» **PASSAGE PROVIDED**

════════════════════

I’ve spent a good many words explaining
how the bail insurance lobbyists mislead jurisdictions, and how those
misrepresentations hurt bail agents across America. Turns out I think they’re misleading
the very companies who pay them, too.
I started figuring this out a
few months ago when an insurance lobbyist told a bunch of people in New Mexico
that Jefferson County, Colorado (where I live), was being touted as some sort
of pretrial success story. Then the lobbyist showed them some numbers trying to
convince them that the way judges are setting bail in Jefferson County today
has led to some bad outcomes. As often happens in other places when these lobbyists
speak, the people in New Mexico asked me to explain it all, and so I told them
the truth. The truth is that nobody is calling Jefferson County, Colorado, a
pretrial success story. And if there are any bad outcomes today, it’s because
of the lack of success when it comes to how Jefferson County continues to use
money at bail.
I should know, because I’m
one of the three people who helped design the so-called Jefferson County Bail
Project, which was basically the name we gave to a big project designed simply
to try to do bail differently. But to understand everything, you need to know
that the bail project was really made up of two parts. The first part – a
fourteen week experiment to show that if judges set less secured money bonds
the sky wouldn’t fall – was a success. The sky didn’t fall, proving, at least
partially and during the fourteen weeks, that we didn’t need as much money as
we thought we needed to do release and detention. In fact, we were able to
release more people and keep the same court appearance rates and public safety
rates by using less secured money bonds. There were other successes associated
with the initial attempt to do things differently, such as better bail
education, more purposeful release and detention decisions, etc., but the 14
week experiment was the main thing.
The second part, though – the
part where Jefferson County was supposed to actually implement the things they
learned from the 14 week experiment – was a total failure when it came to
deciding how to use money. In fact, I actually published a document that said
the county failed to implement what
it had learned. And yes, I actually used the word “failure,” which should have made
it pretty clear.

════════════════════

» **SET TASK 1**
Count the lines in the rows that contain the string "wall", with case counting, and reply with the number only.
These rows are unrelated to the bail passage.

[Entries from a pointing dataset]
════════════════════

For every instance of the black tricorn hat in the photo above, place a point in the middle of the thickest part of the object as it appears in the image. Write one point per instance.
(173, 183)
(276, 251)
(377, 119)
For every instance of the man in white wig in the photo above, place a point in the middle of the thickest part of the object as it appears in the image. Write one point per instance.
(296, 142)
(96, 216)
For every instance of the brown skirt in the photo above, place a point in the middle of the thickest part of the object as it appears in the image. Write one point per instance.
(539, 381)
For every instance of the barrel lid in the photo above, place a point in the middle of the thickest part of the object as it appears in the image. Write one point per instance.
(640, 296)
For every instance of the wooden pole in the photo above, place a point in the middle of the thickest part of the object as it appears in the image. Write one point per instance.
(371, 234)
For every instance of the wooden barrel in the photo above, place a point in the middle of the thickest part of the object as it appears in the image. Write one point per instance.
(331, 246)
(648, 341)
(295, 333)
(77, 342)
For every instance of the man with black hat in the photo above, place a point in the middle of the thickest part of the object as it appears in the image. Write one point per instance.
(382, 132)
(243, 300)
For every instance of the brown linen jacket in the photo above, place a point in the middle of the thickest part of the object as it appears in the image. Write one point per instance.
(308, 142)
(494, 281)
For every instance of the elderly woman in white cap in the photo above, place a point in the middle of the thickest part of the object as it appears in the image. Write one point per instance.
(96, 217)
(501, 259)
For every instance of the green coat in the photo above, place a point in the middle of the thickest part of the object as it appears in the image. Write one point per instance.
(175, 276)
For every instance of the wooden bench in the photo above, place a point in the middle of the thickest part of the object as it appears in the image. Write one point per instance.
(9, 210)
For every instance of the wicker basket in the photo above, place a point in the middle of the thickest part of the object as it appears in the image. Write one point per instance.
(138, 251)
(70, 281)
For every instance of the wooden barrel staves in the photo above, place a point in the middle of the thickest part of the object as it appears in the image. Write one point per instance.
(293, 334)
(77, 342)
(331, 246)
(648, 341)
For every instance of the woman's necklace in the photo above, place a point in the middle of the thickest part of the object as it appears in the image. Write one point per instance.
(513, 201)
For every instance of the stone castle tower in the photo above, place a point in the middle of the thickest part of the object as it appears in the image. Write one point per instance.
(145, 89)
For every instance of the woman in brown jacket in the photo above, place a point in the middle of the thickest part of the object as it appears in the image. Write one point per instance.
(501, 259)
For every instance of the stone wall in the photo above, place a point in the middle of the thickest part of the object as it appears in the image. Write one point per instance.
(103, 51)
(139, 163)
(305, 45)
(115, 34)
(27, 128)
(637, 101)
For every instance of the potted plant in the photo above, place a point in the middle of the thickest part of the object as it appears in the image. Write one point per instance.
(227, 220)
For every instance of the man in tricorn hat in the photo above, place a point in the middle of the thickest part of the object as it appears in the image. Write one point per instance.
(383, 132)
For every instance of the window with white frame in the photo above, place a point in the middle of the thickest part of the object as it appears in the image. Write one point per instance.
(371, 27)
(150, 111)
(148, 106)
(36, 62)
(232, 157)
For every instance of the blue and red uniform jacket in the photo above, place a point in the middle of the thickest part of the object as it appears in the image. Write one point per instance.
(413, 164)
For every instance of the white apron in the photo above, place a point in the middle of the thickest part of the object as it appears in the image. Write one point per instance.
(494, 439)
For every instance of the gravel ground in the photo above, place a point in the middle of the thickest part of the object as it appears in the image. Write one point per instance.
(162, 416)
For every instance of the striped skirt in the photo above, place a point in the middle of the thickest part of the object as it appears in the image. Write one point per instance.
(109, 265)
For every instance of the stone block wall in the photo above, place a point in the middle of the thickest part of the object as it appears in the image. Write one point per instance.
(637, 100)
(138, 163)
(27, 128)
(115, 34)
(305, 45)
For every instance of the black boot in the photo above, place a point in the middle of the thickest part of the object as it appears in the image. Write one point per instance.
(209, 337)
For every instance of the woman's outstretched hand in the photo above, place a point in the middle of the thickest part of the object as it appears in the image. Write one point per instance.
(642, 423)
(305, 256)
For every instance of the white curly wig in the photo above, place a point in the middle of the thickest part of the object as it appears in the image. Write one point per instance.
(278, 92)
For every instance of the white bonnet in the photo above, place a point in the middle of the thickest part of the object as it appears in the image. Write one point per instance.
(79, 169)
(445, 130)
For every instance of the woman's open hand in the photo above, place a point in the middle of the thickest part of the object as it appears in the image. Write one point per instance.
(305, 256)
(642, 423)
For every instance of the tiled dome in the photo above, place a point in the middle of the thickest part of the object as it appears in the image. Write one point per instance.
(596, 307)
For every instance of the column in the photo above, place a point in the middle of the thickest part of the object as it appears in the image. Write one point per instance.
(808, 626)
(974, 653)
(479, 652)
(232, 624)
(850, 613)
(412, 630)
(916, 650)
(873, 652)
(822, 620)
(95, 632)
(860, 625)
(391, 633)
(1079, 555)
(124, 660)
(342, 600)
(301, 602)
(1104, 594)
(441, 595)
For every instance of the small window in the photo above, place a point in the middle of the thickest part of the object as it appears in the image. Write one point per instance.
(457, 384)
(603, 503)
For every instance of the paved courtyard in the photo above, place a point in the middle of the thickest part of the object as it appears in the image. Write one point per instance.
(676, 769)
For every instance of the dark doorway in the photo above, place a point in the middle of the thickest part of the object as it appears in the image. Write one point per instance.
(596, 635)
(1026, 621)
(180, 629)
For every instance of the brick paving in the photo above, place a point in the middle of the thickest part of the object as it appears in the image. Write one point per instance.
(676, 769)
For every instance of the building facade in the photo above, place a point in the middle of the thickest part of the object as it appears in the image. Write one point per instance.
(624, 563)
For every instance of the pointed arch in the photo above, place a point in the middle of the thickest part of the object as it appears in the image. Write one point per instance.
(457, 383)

════════════════════

» **SET TASK 2**
In the bail passage, how long did the experiment with less secured money bonds last?

» **REPLY 1**
2

» **REPLY 2**
Fourteen weeks.